== WHAT YOU HAVE TO DO ==
Locate every line in the records below that contains the word "marking", and copy each one.

== DATA TO EXAMINE ==
################
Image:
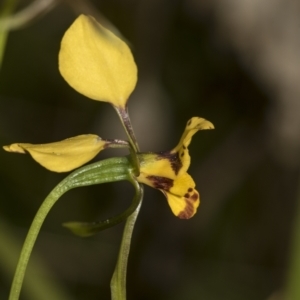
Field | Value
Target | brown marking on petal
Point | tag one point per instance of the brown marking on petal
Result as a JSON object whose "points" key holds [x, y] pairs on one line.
{"points": [[188, 211], [161, 183], [174, 159], [194, 197]]}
################
== ANSWER SPACE ==
Target | brown marking on petal
Point | tag one point per instance of the brown marking on petal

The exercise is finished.